> [Kerjakan Tugas Berikut]:
1. Menurut teks tentang pengadaan jasa influencer, transparansi bagi masyarakat umum hanya terbatas pada apa?
2. Tuliskan lanjutan teks tentang pengadaan jasa influencer, dimulai setelah kalimat terakhir yang ditampilkan.

Polemik Pengadaan Jasa ‘Influencer’

Bukan tanpa celah, pelaksanaan LPSE masih belum mengakomodir transparansi secara komprehensif.  Hal ini disebabkan transparansi bagi masyarakat umum hanya terbatas pada  jumlah tender dan pemenang dari proses tender Key Opinion Leader sebagaimana yang tertera dalam laman Lembaga Kebijakan Pengadaan Barang dan Jasa Pemerintah (LPKP). Sedangkan rincian penggunaan dan pelaksanaan dari pengadaan jasa tersebut belum dipublikasikan secara terbuka kepada masyarakat. Artinya keterbukaan informasi dalam hal kegunaan dan pelaksanaan jasa Influencer belum didapatkan secara penuh oleh masyarakat.

> [Data Hasil Ekstraksi]:

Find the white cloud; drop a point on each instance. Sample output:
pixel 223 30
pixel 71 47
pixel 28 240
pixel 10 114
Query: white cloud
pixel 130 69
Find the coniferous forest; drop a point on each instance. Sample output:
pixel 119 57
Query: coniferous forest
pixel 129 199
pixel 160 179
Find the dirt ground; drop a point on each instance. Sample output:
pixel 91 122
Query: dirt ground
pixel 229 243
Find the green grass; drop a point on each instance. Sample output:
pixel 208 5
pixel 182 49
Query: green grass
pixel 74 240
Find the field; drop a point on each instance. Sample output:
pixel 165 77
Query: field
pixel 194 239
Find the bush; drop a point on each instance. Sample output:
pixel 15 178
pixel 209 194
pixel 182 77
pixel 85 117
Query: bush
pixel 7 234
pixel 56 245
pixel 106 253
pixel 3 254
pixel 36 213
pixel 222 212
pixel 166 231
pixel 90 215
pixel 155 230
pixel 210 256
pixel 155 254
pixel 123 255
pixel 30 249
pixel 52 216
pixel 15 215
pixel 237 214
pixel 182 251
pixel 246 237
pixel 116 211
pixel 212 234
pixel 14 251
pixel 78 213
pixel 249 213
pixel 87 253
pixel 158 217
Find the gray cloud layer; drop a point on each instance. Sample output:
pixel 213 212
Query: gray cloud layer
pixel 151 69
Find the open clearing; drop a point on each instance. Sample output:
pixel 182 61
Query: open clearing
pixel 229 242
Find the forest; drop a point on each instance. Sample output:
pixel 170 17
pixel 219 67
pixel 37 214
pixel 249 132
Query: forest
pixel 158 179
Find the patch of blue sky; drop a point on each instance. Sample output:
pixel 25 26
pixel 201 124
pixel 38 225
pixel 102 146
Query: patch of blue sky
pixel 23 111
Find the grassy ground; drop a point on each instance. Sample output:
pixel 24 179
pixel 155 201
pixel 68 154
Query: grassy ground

> [Jawaban Latihan]:
1. Pada jumlah tender dan pemenang dari proses tender Key Opinion Leader.

2.
Belum terbukanya informasi terkait penyelenggaraan jasa Influencer dalam mensosialisasikan program pemerintah kepada masyarakat dapat menimbulkan suatu dugaan penyalahgunaan keuangan negara. Bukan tanpa sebab, tidak diketahuinya suatu pihak secara pasti yang menjadi Influencer dan tumpang tindihnya tugas Influencer dengan humas beserta juru bicara pemerintah menjadi faktor utama perlunya proses audit keuangan dalam penggunaan jasa Influencer. Dua lembaga negara, yaitu Badan Pemeriksa Keuangan (BPK) dan Komisi Pemberantasan Korupsi (KPK) sebenarnya telah didesak untuk melakukan penggerakan untuk mengaudit anggaran keuangan negara untuk jasa Influencer. Lantas apakah kedua Lembaga ini telah mengambil suatu tindakan untuk melakukan audit keuangan?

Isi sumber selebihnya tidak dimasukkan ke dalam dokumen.